::: Document passage :::

This Section of the Indian Income Tax Act (ITA) lays out rules about the taxability of the claims. Individuals can benefit from Section 10(10D) tax exemptions if the premium paid on a policy in a single year is not more than 20% of the sum assured for policies issued before 1st April 2012 and not more than 10% for policy issued after 1st April 2012. Through in this Section, the claims like death benefit and maturity benefit or any other bonuses2 accumulated from a life insurance plan are not taxed subject to applicable condition of prevailing tax* laws.
For instance, an individual has purchased the term life insurance policy and has named a close relative or loved one as their beneficiary. If the individual passes away, a death benefit is provided to the individual's beneficiary. The lump-sum obtained by the relative may seem like an additional income, but it will not be considered as one as per Section 10 (10D).
Section 10(10D) ensures that the money received as a death benefit under a life insurance policy is not seen as income and will be exempt from the income calculation for taxation.

::: Recorded information :::

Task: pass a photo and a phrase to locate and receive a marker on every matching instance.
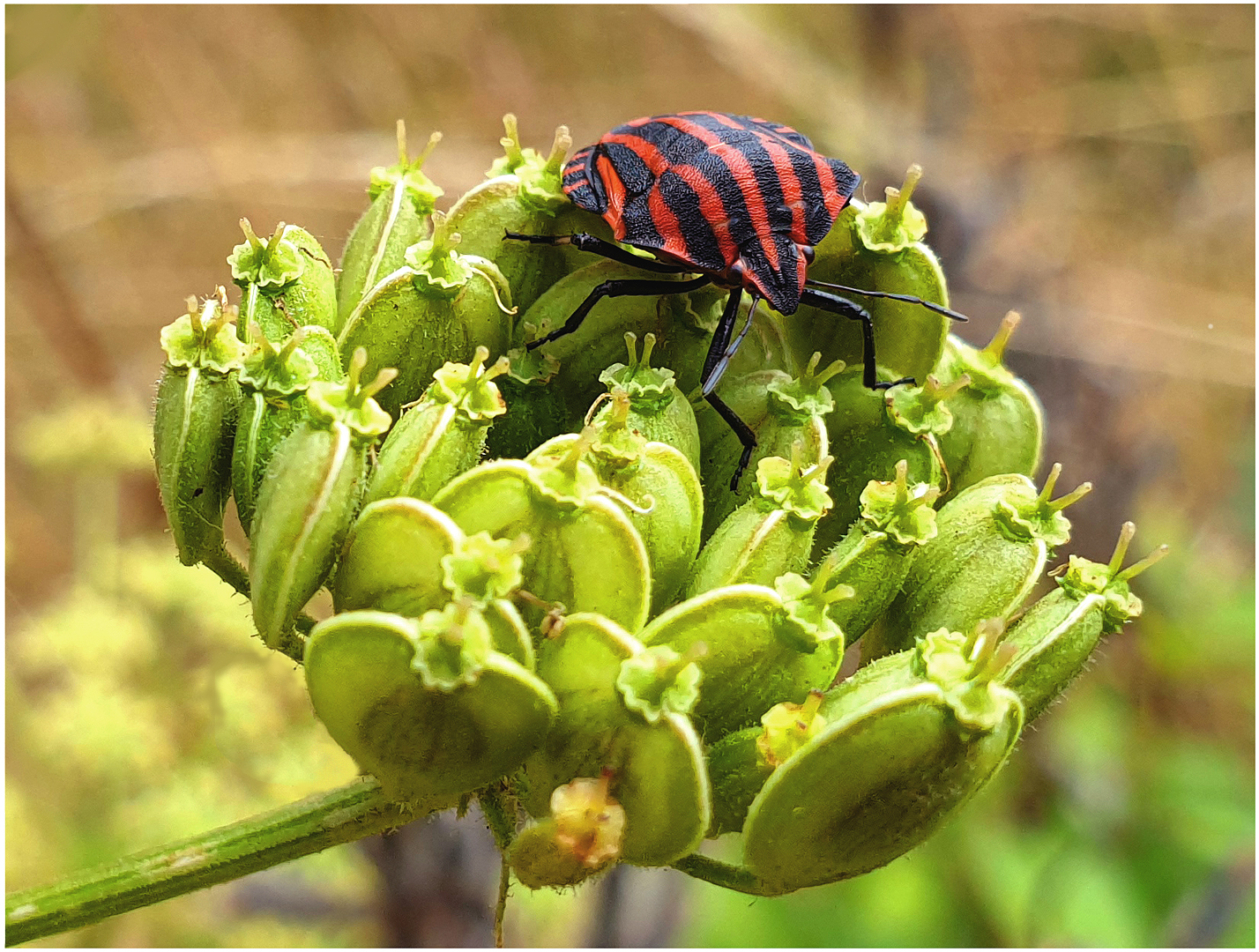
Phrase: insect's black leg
(620, 287)
(846, 309)
(741, 429)
(712, 375)
(906, 299)
(605, 249)
(721, 335)
(720, 350)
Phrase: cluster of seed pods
(544, 590)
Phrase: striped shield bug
(738, 202)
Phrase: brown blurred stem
(300, 829)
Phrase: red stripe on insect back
(741, 173)
(831, 197)
(790, 184)
(616, 190)
(711, 203)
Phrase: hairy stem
(300, 829)
(723, 874)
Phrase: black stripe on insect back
(702, 244)
(756, 125)
(817, 219)
(715, 172)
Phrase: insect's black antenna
(906, 299)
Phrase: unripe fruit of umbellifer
(443, 435)
(999, 425)
(402, 199)
(991, 546)
(878, 247)
(310, 498)
(1055, 637)
(286, 282)
(905, 742)
(194, 420)
(770, 534)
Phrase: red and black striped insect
(738, 200)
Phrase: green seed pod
(443, 435)
(285, 284)
(406, 557)
(310, 496)
(879, 247)
(876, 431)
(273, 402)
(905, 742)
(741, 763)
(771, 534)
(582, 837)
(622, 708)
(585, 553)
(440, 306)
(535, 411)
(1055, 637)
(658, 487)
(781, 412)
(991, 546)
(999, 425)
(658, 411)
(875, 555)
(402, 199)
(762, 646)
(426, 705)
(682, 323)
(194, 420)
(523, 194)
(393, 555)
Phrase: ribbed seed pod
(443, 435)
(1055, 637)
(426, 705)
(585, 552)
(876, 431)
(310, 496)
(682, 325)
(991, 546)
(658, 411)
(623, 708)
(440, 306)
(272, 403)
(772, 533)
(999, 425)
(194, 420)
(879, 247)
(285, 284)
(402, 200)
(523, 196)
(781, 411)
(761, 646)
(905, 742)
(655, 485)
(874, 558)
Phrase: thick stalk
(300, 829)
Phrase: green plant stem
(300, 829)
(723, 874)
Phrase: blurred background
(1091, 167)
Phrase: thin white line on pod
(294, 555)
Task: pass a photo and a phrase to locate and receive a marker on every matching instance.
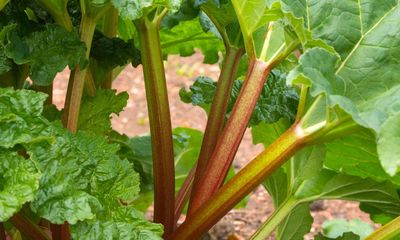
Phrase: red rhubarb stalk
(242, 184)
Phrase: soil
(181, 72)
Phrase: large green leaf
(357, 155)
(188, 36)
(342, 24)
(48, 52)
(285, 22)
(20, 120)
(297, 223)
(365, 82)
(96, 111)
(19, 182)
(77, 178)
(277, 100)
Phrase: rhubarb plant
(316, 81)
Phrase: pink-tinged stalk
(215, 124)
(2, 232)
(241, 184)
(216, 118)
(28, 228)
(389, 231)
(77, 79)
(229, 141)
(160, 123)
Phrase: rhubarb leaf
(124, 224)
(357, 155)
(133, 9)
(48, 52)
(188, 36)
(20, 117)
(368, 90)
(81, 175)
(19, 182)
(297, 223)
(277, 100)
(345, 236)
(96, 111)
(337, 227)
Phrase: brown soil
(181, 72)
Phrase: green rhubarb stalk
(28, 228)
(232, 135)
(274, 220)
(110, 30)
(389, 231)
(160, 122)
(242, 184)
(77, 79)
(3, 3)
(215, 123)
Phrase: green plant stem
(2, 232)
(110, 30)
(48, 90)
(302, 102)
(77, 79)
(28, 228)
(218, 109)
(273, 221)
(160, 122)
(231, 136)
(3, 3)
(241, 184)
(389, 231)
(215, 122)
(22, 74)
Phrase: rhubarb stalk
(242, 184)
(232, 135)
(160, 122)
(215, 123)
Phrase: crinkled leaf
(112, 52)
(388, 144)
(285, 24)
(337, 227)
(19, 182)
(95, 111)
(83, 181)
(48, 52)
(133, 9)
(20, 120)
(342, 24)
(276, 101)
(123, 223)
(365, 83)
(188, 36)
(81, 175)
(297, 223)
(357, 155)
(187, 11)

:::

» Work to complete
1. Answer from the Section 10(10D) passage:
(a) What is the maximum yearly premium, as a share of the sum assured, for policies issued before 1st April 2012?
(b) What type of policy does the individual buy in the example?
(c) Under Section 10(10D), how is money received as a death benefit treated in the income calculation?
2. List the kinds of claims from a life insurance plan that the Section 10(10D) passage says are not taxed.
The data was drawn from a separate source.

» Solutions to the exercise
1.
(a) 20% of the sum assured.
(b) A term life insurance policy.
(c) It is not seen as income and is exempt from the income calculation for taxation.

2.
- Death benefit
- Maturity benefit
- Any other bonuses accumulated from a life insurance plan